───── Supplied records
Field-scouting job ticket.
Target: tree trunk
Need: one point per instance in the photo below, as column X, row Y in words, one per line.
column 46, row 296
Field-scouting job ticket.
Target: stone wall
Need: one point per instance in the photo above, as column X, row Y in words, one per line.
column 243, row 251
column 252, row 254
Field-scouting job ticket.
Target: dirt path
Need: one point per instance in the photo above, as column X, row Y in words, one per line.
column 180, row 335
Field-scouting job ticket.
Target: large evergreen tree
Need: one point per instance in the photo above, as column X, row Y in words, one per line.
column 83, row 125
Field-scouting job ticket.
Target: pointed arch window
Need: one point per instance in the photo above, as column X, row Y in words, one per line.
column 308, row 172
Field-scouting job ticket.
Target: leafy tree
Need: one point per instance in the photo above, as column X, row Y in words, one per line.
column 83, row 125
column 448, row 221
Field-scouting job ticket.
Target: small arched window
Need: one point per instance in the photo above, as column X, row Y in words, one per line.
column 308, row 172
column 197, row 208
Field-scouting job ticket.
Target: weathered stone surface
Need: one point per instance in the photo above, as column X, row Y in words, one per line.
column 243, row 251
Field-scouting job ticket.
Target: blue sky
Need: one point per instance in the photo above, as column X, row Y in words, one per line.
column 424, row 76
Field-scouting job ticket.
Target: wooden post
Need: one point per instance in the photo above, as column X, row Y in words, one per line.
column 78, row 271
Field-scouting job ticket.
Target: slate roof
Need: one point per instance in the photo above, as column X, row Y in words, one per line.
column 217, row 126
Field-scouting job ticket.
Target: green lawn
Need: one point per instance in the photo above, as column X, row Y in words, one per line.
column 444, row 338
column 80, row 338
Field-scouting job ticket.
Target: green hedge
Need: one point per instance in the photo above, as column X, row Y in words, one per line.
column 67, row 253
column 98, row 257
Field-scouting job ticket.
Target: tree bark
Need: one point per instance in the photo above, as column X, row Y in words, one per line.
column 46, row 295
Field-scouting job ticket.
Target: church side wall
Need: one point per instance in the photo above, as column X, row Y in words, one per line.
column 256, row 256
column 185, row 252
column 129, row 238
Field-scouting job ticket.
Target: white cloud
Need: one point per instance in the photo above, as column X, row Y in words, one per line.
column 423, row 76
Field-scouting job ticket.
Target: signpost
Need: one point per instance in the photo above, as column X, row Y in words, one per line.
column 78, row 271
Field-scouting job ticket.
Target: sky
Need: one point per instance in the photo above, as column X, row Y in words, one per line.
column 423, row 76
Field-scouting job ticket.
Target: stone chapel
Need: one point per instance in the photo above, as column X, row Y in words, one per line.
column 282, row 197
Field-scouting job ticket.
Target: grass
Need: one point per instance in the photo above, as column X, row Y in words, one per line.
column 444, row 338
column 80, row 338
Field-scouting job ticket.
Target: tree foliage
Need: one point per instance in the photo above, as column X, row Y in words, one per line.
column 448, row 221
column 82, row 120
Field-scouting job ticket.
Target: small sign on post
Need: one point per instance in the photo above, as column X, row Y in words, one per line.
──────────
> [Work to complete]
With the first line being the one containing "Target: dirt path" and the last line the one containing "Target: pointed arch window", transcribe exactly the lines above that fall in that range.

> [Result of the task]
Target: dirt path
Need: one point per instance in the photo above, as column X, row Y in words, one per line.
column 180, row 335
Field-scouting job ticket.
Target: large evergreen tree
Need: one point per instance in the photo above, as column X, row Y in words, one per line.
column 83, row 125
Field-scouting job ticket.
Target: pointed arch window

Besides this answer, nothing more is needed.